#### [AIM]
Put every line of the listing below into a numbered list, skipping blank lines. Leave the pictures out of your answer.

#### [PROVIDED MATERIAL]
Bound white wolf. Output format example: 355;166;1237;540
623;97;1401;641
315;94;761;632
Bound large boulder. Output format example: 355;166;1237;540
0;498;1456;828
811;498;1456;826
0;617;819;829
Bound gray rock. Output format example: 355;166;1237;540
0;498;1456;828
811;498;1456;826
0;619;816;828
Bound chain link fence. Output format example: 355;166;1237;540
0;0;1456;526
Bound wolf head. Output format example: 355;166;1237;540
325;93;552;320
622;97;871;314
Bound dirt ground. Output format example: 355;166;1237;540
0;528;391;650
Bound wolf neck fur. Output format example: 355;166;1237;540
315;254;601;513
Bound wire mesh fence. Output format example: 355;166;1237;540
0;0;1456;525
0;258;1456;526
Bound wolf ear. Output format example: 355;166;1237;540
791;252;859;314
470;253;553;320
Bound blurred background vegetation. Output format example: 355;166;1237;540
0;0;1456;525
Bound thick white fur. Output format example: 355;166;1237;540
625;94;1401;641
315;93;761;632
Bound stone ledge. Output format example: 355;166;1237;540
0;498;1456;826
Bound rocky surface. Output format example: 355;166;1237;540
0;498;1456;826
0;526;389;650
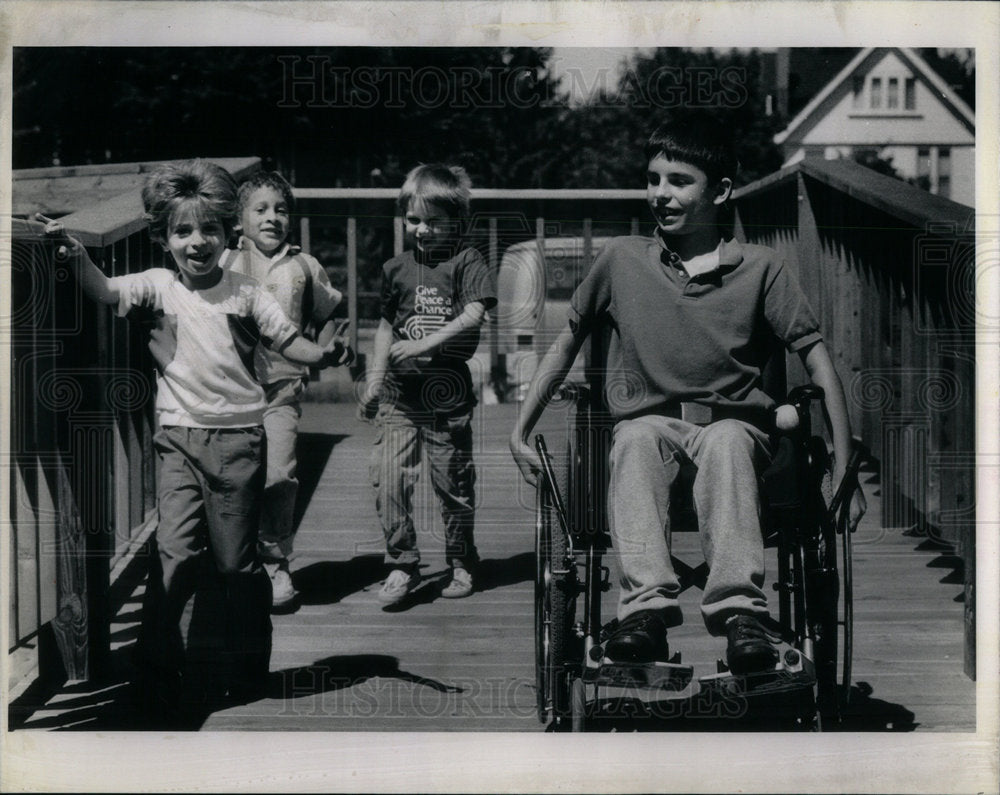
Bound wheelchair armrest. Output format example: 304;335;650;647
773;384;824;436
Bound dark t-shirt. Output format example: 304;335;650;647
382;248;496;414
569;237;821;419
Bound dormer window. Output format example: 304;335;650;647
851;75;917;115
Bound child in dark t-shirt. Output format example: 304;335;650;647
510;113;865;674
363;164;496;606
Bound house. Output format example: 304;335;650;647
774;47;976;207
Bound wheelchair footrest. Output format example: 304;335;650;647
583;657;694;691
698;644;816;698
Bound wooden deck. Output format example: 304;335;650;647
11;404;976;732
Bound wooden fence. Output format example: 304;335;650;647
9;158;975;678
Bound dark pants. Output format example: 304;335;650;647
371;404;478;569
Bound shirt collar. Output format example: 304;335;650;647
240;237;302;262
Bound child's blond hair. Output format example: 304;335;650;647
142;160;237;243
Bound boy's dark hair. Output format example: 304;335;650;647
646;112;739;182
397;163;472;221
239;171;295;212
142;160;237;243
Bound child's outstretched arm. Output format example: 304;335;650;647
800;341;868;530
389;301;486;364
35;213;119;304
278;335;354;367
358;318;392;420
510;325;587;486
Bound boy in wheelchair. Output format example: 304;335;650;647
510;114;866;674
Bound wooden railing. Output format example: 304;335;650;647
4;158;260;679
734;160;976;676
295;188;649;390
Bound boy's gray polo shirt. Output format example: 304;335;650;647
569;236;822;419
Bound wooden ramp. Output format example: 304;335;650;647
12;403;975;732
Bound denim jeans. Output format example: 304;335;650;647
370;403;478;568
257;378;305;563
140;426;271;700
608;415;771;635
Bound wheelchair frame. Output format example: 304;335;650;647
535;384;862;731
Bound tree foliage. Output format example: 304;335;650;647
13;47;780;188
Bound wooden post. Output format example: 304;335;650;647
392;215;403;257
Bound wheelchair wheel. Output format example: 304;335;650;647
535;448;576;724
570;676;587;732
805;437;853;728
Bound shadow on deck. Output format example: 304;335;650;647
10;404;975;732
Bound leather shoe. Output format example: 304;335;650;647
604;610;670;663
726;615;778;674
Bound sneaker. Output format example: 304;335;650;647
264;560;299;610
604;610;670;663
726;615;778;674
441;566;472;599
378;569;420;606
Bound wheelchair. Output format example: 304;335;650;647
534;338;864;731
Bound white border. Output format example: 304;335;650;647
0;0;1000;793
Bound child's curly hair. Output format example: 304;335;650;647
397;163;472;222
646;110;739;182
142;159;237;243
238;171;295;212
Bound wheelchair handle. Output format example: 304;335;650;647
830;447;864;532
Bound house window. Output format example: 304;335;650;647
885;77;899;110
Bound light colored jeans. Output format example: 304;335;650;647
139;426;271;697
370;403;478;569
257;378;305;563
608;415;770;635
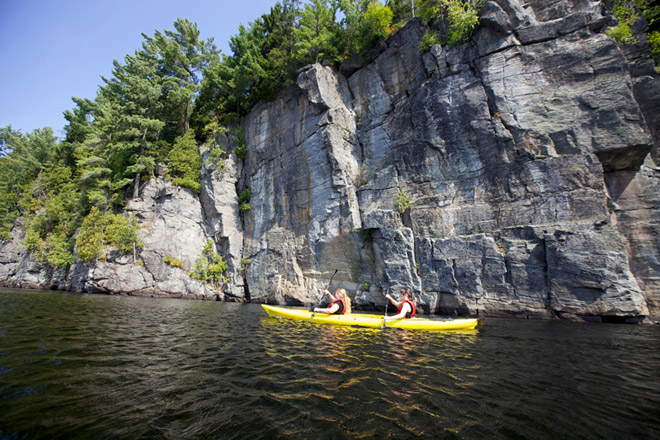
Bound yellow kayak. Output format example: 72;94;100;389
261;304;479;330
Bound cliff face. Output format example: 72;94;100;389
0;0;660;324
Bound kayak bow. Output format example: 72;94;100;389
261;304;478;330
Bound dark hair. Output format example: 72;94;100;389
399;287;415;302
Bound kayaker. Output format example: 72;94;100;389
385;287;417;321
314;288;351;315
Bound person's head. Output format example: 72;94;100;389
335;288;351;313
399;287;415;302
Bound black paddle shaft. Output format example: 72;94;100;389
309;269;339;322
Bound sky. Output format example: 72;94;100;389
0;0;277;137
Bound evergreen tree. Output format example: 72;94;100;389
294;0;338;65
142;18;219;135
170;131;202;194
97;44;165;199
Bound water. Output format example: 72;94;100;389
0;290;660;439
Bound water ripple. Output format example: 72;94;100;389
0;290;660;439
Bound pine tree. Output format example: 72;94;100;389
294;0;338;65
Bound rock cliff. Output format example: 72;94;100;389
0;0;660;321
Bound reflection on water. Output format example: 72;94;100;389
0;290;660;439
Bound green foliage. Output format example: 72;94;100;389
190;240;229;286
238;189;252;211
76;207;144;262
293;0;338;65
394;189;413;212
443;0;479;46
418;29;442;54
647;31;660;68
0;126;61;240
169;131;202;194
419;0;485;47
163;256;183;269
234;125;247;160
603;0;660;70
606;0;639;44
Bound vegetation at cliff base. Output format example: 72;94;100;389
190;239;227;286
0;0;660;276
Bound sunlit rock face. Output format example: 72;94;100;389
0;0;660;321
236;1;658;324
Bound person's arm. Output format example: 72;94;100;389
385;293;401;307
314;303;339;315
323;289;335;301
384;303;412;321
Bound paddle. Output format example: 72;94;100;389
380;297;390;328
308;269;339;322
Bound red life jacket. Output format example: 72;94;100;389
397;300;417;318
327;298;346;315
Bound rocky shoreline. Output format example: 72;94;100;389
0;0;660;322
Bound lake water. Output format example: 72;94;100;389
0;289;660;439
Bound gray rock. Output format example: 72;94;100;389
0;0;660;322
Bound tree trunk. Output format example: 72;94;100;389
133;127;147;199
183;100;190;133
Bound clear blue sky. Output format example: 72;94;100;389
0;0;277;136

#### [OUTPUT OF THE EXERCISE]
1. Bound white wolf. Output format example: 355;166;1237;540
2. 623;97;1401;641
3. 315;94;761;632
4. Bound large boulder. Output format example: 355;166;1237;540
5. 0;498;1456;828
6. 811;498;1456;826
7. 0;617;819;829
8. Bound gray rock. Output format example: 355;166;1237;540
9. 0;498;1456;828
10. 811;498;1456;826
11. 0;619;816;828
12. Bound chain link fence. Output format example: 355;166;1237;540
13. 0;0;1456;526
14. Bound wolf head. Output format example: 355;166;1237;540
15. 325;93;552;320
16. 622;97;871;314
17. Bound dirt ground. Output format example: 355;166;1237;540
18. 0;528;391;650
19. Bound wolf neck fur. Output format example: 355;166;1237;540
20. 315;254;601;513
21. Bound wire mesh fence. Output format example: 355;166;1237;540
22. 0;0;1456;525
23. 0;258;1456;526
24. Bound wolf ear. Output format example: 355;166;1237;540
25. 791;252;859;314
26. 470;253;553;320
27. Bound blurred background vegetation. Output format example: 355;166;1237;540
28. 0;0;1456;525
29. Bound thick white fur. Output format example: 355;166;1237;540
30. 625;94;1401;641
31. 315;93;761;632
32. Bound stone ledge. Output format example: 355;166;1237;540
33. 0;498;1456;826
34. Bound rocky surface. Output format example: 355;166;1237;540
35. 0;498;1456;826
36. 0;526;389;650
37. Bound wheelchair armrest. Output format example: 304;335;650;647
38. 773;384;824;436
39. Bound dark t-shirt. Output format example: 304;335;650;647
40. 382;248;496;414
41. 569;237;821;419
42. Bound dormer window. Output format example: 304;335;650;647
43. 851;75;917;115
44. Bound child in dark t-shirt. Output format example: 304;335;650;647
45. 510;113;865;674
46. 363;164;496;606
47. Bound house. Output format example: 304;335;650;647
48. 774;47;976;207
49. Bound wheelchair footrest. Output format example: 304;335;650;647
50. 583;657;694;691
51. 698;644;816;698
52. Bound wooden deck. Output format example: 304;335;650;647
53. 11;404;976;732
54. Bound wooden fence. Output format example: 304;335;650;647
55. 9;158;975;678
56. Bound dark pants. Output format example: 304;335;650;647
57. 371;404;478;569
58. Bound shirt collar. Output format example: 304;335;650;647
59. 240;237;302;262
60. Bound child's blond hair. Output format example: 304;335;650;647
61. 142;160;237;243
62. Bound boy's dark hair. Output format example: 304;335;650;647
63. 646;112;739;182
64. 397;163;472;221
65. 239;171;295;212
66. 142;160;237;243
67. Bound child's outstretched arm. Output format example: 304;335;650;647
68. 800;341;868;530
69. 389;301;486;364
70. 35;213;119;304
71. 278;335;354;367
72. 358;318;392;420
73. 510;325;587;486
74. Bound boy in wheelchair. Output format example: 304;335;650;647
75. 510;114;866;674
76. Bound wooden railing. Output format example: 304;335;650;647
77. 4;158;260;679
78. 734;160;976;676
79. 295;188;649;390
80. Bound boy's gray polo shirt. Output format example: 304;335;650;647
81. 569;236;822;419
82. Bound wooden ramp. Output format example: 304;335;650;647
83. 12;403;975;732
84. Bound denim jeans. Output format example: 304;335;650;647
85. 370;403;478;568
86. 257;378;305;563
87. 140;426;271;700
88. 608;415;771;635
89. Bound wheelchair frame. Output format example: 304;335;650;647
90. 535;384;862;731
91. Bound tree foliage. Output format example: 304;335;650;647
92. 13;47;780;188
93. Bound wooden post. Output format example: 304;335;650;647
94. 392;215;403;257
95. Bound wheelchair wheel. Output format example: 304;335;650;647
96. 535;448;576;724
97. 570;676;587;732
98. 805;437;853;728
99. Bound shadow on deck. Output format example: 304;335;650;647
100. 10;404;975;732
101. Bound leather shoe. Output format example: 304;335;650;647
102. 604;610;670;663
103. 726;615;778;674
104. Bound sneaker. Output format example: 304;335;650;647
105. 264;560;299;610
106. 604;610;670;663
107. 726;615;778;674
108. 441;566;472;599
109. 378;569;420;606
110. Bound wheelchair. Output format example: 304;335;650;647
111. 534;338;864;731
112. Bound white border. Output format example: 304;335;650;647
113. 0;0;1000;793
114. Bound child's curly hair. Output format example: 304;335;650;647
115. 397;163;472;222
116. 646;110;739;182
117. 142;159;237;243
118. 238;171;295;212
119. Bound wheelchair handle. Output format example: 304;335;650;647
120. 830;447;864;532
121. Bound house window. Output format example: 304;335;650;647
122. 885;77;899;110
123. Bound light colored jeans. Output format example: 304;335;650;647
124. 139;426;271;697
125. 370;403;478;569
126. 257;378;305;563
127. 608;415;770;635
128. Bound yellow kayak. Output format example: 72;94;100;389
129. 261;304;479;330
130. Bound cliff face. Output format example: 72;94;100;389
131. 0;0;660;324
132. Bound kayak bow. Output format example: 72;94;100;389
133. 261;304;478;330
134. Bound dark hair. Output format example: 72;94;100;389
135. 399;287;415;302
136. Bound kayaker. Output format example: 72;94;100;389
137. 385;287;417;321
138. 314;288;351;315
139. Bound person's head. Output format example: 72;94;100;389
140. 335;288;351;313
141. 399;287;415;302
142. Bound black paddle shaft. Output format example: 72;94;100;389
143. 309;269;339;322
144. Bound sky. Output format example: 72;94;100;389
145. 0;0;277;137
146. Bound evergreen tree. Output format example: 72;94;100;389
147. 294;0;338;65
148. 142;18;219;135
149. 170;131;202;194
150. 97;44;165;199
151. Bound water. Output format example: 72;94;100;389
152. 0;290;660;439
153. Bound water ripple. Output format example: 72;94;100;389
154. 0;290;660;439
155. Bound pine tree. Output format example: 72;94;100;389
156. 294;0;338;65
157. Bound rock cliff. Output format example: 72;94;100;389
158. 0;0;660;321
159. Bound reflection on water. Output format example: 72;94;100;389
160. 0;290;660;439
161. Bound green foliage. Output format example: 72;94;100;389
162. 190;240;229;286
163. 238;189;252;211
164. 76;207;144;262
165. 293;0;338;65
166. 394;189;413;212
167. 443;0;479;46
168. 418;29;442;54
169. 647;31;660;68
170. 0;126;61;240
171. 169;131;202;194
172. 419;0;485;47
173. 163;256;183;269
174. 234;125;247;160
175. 603;0;660;70
176. 606;0;639;44
177. Bound vegetation at cliff base. Output format example: 72;94;100;389
178. 190;239;227;286
179. 0;0;660;276
180. Bound sunlit rock face. Output format example: 72;94;100;389
181. 0;0;660;321
182. 236;1;658;324
183. Bound person's arm. Output format example: 72;94;100;389
184. 385;293;401;307
185. 314;303;339;315
186. 323;289;335;301
187. 384;303;412;321
188. Bound paddle. Output format example: 72;94;100;389
189. 380;297;390;328
190. 308;269;339;322
191. Bound red life jacket. Output format example: 72;94;100;389
192. 397;300;417;318
193. 327;298;346;315
194. Bound rocky shoreline. Output format example: 72;94;100;389
195. 0;0;660;322
196. Bound lake water. Output format example: 72;94;100;389
197. 0;289;660;439
198. Bound gray rock. Output format example: 72;94;100;389
199. 0;0;660;322
200. Bound tree trunk. Output format example: 72;94;100;389
201. 133;127;147;199
202. 183;100;190;133
203. Bound clear blue sky. Output format example: 72;94;100;389
204. 0;0;277;136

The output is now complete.